## [EXERCISE]
Your job here is to restate every record exactly, pictures excluded.

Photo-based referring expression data
*** Begin section ***

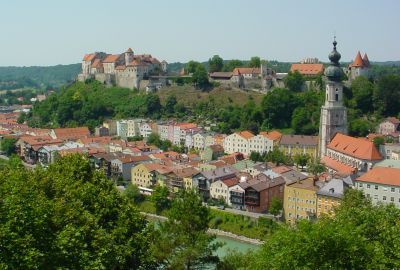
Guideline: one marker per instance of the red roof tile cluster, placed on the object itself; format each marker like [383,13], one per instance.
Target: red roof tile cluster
[307,69]
[354,147]
[382,175]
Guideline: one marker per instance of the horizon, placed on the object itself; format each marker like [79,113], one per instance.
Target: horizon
[218,30]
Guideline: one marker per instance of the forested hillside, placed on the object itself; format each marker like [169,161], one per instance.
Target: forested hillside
[51,76]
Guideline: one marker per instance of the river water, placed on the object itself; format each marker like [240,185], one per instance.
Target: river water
[232,244]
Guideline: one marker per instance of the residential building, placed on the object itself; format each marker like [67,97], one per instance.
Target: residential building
[300,200]
[260,192]
[220,189]
[330,195]
[333,113]
[347,155]
[359,67]
[292,145]
[381,184]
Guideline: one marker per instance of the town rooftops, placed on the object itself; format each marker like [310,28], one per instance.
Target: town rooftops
[237,71]
[245,134]
[307,69]
[272,135]
[334,188]
[356,147]
[71,133]
[381,175]
[299,140]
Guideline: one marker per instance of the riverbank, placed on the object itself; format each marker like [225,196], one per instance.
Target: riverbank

*** End section ***

## [TASK RESULT]
Guideline: one marker per instance of the red roof tile cluster, placed on the object itself; format each marker like [383,13], one per instance.
Target: red roof tile cluster
[307,69]
[354,147]
[382,175]
Guideline: one marker per instance of the horizon, placed on the object itself; format each marker like [79,113], one per instance.
Target: horizon
[218,30]
Guideline: one marker per instance of the forested hillside, placed on the object itself; format each marker like [169,161], one per instance.
Target: forested hillside
[51,76]
Guideline: one marker per instance of the river water, placed on the object itself; format each marker like [240,185], one per instance.
Target: river water
[232,244]
Guideline: one marker per instance of the residential building, placed on the object itself; format each marker like [67,97], one per instance.
Target: residential building
[300,200]
[260,192]
[220,189]
[330,195]
[333,113]
[347,155]
[359,67]
[292,145]
[381,184]
Guideline: one marker per instance of the town rooftops, placed on the object itself; format each marker like [310,28], one per instance.
Target: town rooftops
[237,71]
[245,134]
[307,69]
[272,135]
[334,188]
[356,147]
[71,133]
[381,175]
[299,140]
Guideline: one marker per instance of the riverbank, placed on the object itself; format each marker like [225,196], one per instance.
Target: riverbank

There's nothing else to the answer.